WHAT IS REQUIRED
Take the material and output all of it exactly.

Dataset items
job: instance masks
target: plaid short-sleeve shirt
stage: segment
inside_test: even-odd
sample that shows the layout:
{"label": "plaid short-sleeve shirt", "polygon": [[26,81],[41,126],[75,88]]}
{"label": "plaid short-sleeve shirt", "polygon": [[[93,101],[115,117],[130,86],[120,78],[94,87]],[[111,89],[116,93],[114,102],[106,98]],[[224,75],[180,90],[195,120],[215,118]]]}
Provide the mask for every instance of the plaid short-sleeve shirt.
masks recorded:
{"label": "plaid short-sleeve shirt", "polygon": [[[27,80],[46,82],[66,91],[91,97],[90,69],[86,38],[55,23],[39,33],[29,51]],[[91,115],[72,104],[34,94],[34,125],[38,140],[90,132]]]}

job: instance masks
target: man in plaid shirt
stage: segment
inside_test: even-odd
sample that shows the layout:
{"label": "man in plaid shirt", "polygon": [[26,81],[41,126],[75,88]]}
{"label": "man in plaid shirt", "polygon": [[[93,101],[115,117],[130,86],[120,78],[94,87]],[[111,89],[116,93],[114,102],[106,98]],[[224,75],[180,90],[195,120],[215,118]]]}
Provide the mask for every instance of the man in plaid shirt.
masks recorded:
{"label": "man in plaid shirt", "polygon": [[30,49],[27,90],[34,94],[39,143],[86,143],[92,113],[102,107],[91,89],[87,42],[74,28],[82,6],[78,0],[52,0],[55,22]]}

SOLUTION TO THE PROBLEM
job: instance masks
target: plaid short-sleeve shirt
stage: segment
inside_test: even-odd
sample that shows the layout:
{"label": "plaid short-sleeve shirt", "polygon": [[26,81],[41,126],[75,88]]}
{"label": "plaid short-sleeve shirt", "polygon": [[[93,101],[115,117],[130,86],[120,78],[94,87]],[[111,89],[116,93],[114,102],[106,98]],[[224,75],[180,90],[195,120],[215,118]]]}
Provide the mask for every instance of the plaid short-sleeve shirt.
masks recorded:
{"label": "plaid short-sleeve shirt", "polygon": [[[27,80],[46,82],[66,91],[91,97],[90,69],[86,38],[55,23],[39,33],[29,51]],[[91,115],[72,104],[34,94],[34,125],[38,140],[90,132]]]}

job: instance masks
target: man in plaid shirt
stage: segment
inside_test: even-odd
sample that shows the layout:
{"label": "man in plaid shirt", "polygon": [[26,81],[41,126],[75,88]]}
{"label": "man in plaid shirt", "polygon": [[[93,101],[115,117],[130,86],[120,78],[94,87]],[[111,89],[116,93],[114,102],[106,98]],[[224,75],[180,90],[195,120],[215,118]]]}
Provide the mask for every instance of the man in plaid shirt.
masks recorded:
{"label": "man in plaid shirt", "polygon": [[30,49],[27,90],[34,94],[39,143],[86,143],[92,113],[102,107],[91,89],[87,42],[74,28],[82,6],[78,0],[52,0],[55,22]]}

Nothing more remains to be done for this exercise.